- _Given records_:

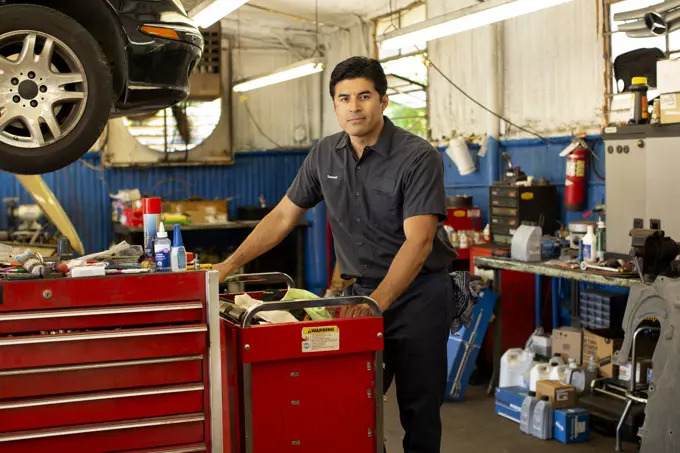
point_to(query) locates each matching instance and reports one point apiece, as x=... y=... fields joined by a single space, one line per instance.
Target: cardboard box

---

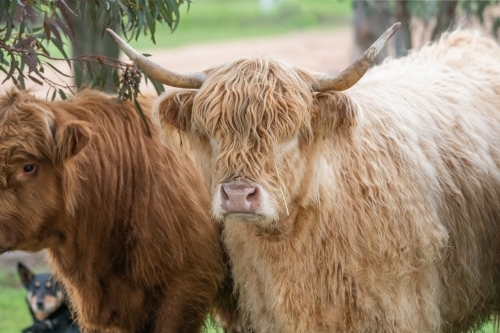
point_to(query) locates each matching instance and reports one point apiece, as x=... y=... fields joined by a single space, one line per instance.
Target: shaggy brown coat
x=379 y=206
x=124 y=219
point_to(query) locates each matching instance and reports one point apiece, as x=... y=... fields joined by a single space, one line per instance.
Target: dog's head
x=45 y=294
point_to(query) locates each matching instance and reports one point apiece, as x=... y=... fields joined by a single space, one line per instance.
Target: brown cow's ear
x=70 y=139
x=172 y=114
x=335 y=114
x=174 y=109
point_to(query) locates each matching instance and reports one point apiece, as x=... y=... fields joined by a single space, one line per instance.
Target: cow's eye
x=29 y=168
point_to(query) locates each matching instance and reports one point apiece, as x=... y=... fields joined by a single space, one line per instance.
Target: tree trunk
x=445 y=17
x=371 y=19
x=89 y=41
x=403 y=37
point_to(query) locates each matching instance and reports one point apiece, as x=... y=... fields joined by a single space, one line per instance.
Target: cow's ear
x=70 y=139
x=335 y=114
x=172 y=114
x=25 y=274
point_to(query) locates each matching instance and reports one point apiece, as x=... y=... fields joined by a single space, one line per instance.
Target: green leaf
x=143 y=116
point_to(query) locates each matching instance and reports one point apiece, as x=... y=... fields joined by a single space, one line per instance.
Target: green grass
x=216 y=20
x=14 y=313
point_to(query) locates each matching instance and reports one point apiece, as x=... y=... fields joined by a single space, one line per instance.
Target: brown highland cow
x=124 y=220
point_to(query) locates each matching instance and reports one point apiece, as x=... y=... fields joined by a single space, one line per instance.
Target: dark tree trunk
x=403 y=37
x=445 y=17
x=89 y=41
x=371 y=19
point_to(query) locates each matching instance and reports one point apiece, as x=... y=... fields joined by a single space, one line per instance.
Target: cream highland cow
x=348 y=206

- _Your task_: Please locate each line in the records that contains the word "trunk" and copy those lines.

- _Result for this exercise_:
Target: tree trunk
Target: dark tree trunk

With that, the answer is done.